### Exercise instructions
In the forum thread about the Paris Tack Lafitte saddle, translate this sentence into Spanish: "I say if it fits you and the horse, is well made, and in good condition you should go for it."

Start of Excerpt provided

# What do you think of the Paris Tack Lafitte Series Close Contact English Horse Saddle



## brizzybug5 (May 22, 2018)

I have been looking for a Close contact english saddle, but trying not to break the bank. I found this saddle, and all of the reviews i have seen have been pretty good, but just wanted to see others opinions on it. It is the Paris Tack Lafitte Series Close Contact English Saddle. It is $350 Dollars.:cowboy:


----------



## my2geldings (Feb 18, 2008)

Never heard of it. Is it synthetic? it looks like the wintec clothes contact saddle. Of all the starter saddles you could get this one looks a little better than most.


----------



## ThoroughbredBug (Jan 18, 2017)

Personally... I think it's hideous lol However both the dressage and close contact saddles I currently own, use, and _adore_ are ugly as all get out. But they fit me and my horse, and are well made and in fantastic condition. I bought both used, the dressage saddle for $125 and the close contact for $80. They're both between 8-10 years old, the dressage saddle pushing 10... But I don't show above local stuff, if at all, so look means very little. I say if it fits you and the horse, is well made, and in good condition you should go for it.

Here's a pic of the cc, cant seem to find one of my dressage saddle anywhere without me in it blocking the view haha


----------



## horselovinguy (Oct 1, 2013)

http://www.horsetackreview.com/review-display.php?ID=5702

The above is a review, only one was made from all the purchasers of said saddle...
I'm not going to say yes or no but am going to say _be very careful_ of the quality when a "new" saddle costs $350 and a entry level saddle on www.doversaddlery.com, www.statelinetack.com, www.horse.com, www.chicksaddlery.com website is near $600 or more....


You live in Washington state by your sign-in information...

End of Excerpt provided
Start of Extracted records

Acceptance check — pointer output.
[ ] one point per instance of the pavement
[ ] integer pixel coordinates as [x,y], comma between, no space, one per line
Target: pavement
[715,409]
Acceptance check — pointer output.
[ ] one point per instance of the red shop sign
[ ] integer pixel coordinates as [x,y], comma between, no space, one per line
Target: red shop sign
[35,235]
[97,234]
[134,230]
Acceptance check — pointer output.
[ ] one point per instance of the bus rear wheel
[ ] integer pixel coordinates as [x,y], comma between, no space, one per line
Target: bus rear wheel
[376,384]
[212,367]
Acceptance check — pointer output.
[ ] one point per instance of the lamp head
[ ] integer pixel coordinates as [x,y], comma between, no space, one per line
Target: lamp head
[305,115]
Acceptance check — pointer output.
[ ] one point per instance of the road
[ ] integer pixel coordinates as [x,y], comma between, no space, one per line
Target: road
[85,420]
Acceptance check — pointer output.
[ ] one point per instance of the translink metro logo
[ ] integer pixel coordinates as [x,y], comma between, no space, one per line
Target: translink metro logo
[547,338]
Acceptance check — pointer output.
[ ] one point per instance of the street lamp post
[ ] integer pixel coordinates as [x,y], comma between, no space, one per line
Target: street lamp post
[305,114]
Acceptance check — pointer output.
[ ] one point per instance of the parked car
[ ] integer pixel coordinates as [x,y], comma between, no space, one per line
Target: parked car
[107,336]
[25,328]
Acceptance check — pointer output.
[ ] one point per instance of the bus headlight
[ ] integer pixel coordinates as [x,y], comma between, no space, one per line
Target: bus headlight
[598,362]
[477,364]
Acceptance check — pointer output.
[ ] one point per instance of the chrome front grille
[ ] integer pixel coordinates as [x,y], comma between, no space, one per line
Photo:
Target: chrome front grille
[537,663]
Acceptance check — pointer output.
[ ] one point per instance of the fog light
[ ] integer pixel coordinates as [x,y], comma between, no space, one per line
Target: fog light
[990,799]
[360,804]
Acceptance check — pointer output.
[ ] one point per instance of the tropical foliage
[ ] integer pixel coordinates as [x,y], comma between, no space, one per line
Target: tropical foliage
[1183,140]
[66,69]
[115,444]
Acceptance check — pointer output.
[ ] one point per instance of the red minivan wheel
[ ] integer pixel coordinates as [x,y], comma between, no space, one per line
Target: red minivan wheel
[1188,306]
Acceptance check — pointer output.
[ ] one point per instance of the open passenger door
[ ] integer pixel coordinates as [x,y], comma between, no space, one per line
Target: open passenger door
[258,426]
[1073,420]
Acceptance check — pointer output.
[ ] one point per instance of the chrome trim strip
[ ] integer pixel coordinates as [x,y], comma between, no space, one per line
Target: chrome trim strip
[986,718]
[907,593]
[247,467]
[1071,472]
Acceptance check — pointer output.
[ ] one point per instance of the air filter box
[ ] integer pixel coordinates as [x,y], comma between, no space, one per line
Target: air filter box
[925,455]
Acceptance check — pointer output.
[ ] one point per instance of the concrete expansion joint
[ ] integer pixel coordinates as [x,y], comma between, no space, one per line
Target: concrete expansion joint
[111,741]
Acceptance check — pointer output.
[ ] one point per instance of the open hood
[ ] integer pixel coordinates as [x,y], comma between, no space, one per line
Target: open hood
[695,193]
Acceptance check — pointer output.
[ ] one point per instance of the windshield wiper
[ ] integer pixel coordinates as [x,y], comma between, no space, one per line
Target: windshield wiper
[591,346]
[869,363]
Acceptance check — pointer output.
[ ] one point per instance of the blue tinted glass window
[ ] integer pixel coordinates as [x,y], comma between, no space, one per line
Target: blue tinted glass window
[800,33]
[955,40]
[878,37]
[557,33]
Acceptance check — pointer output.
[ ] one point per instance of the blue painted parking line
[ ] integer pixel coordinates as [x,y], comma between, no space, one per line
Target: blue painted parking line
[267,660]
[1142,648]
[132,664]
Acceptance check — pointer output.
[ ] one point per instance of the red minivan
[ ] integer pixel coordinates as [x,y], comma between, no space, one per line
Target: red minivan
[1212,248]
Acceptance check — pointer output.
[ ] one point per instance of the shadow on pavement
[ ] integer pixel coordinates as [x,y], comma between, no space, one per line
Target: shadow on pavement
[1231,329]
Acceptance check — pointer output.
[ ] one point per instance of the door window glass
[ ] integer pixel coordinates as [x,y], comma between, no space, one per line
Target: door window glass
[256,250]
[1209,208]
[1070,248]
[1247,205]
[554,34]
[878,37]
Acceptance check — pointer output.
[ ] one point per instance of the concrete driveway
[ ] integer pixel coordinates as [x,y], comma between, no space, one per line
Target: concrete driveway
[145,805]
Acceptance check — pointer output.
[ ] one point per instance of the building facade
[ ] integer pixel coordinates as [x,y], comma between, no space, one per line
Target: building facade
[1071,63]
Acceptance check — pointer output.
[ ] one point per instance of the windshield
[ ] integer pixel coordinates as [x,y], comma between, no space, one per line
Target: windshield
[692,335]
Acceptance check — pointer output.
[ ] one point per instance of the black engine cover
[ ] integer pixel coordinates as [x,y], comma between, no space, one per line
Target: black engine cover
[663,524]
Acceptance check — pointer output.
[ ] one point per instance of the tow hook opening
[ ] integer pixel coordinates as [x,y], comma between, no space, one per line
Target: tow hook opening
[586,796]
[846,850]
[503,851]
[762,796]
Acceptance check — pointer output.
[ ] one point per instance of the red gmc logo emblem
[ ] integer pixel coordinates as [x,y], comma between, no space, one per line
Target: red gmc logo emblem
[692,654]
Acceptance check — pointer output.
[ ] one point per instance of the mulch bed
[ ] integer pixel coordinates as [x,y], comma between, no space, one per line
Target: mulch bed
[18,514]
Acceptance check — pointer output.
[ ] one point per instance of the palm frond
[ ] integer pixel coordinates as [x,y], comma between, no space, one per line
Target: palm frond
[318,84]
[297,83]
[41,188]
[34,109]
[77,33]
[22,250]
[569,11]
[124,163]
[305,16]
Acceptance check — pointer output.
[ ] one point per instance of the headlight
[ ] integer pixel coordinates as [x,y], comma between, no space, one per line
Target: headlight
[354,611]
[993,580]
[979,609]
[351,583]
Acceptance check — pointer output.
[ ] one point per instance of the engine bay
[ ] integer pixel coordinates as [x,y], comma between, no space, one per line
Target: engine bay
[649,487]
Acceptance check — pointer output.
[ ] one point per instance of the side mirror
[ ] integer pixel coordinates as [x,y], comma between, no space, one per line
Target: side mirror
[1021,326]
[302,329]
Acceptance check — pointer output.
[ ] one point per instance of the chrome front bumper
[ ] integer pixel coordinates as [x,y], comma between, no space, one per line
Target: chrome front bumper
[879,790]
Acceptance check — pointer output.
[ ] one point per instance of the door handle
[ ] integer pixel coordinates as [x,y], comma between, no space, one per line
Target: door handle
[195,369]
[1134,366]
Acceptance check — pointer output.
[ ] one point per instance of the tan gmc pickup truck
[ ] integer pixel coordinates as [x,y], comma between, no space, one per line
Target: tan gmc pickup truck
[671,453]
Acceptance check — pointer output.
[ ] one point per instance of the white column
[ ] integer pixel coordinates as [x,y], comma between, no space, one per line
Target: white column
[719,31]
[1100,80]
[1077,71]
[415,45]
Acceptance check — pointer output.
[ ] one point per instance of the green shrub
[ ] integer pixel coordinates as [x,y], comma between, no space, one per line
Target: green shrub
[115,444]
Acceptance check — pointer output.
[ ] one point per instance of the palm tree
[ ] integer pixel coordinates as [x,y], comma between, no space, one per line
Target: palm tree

End of Extracted records

### The completed task
Yo digo que si te queda bien a ti y al caballo, está bien hecha y en buen estado, deberías animarte a comprarla.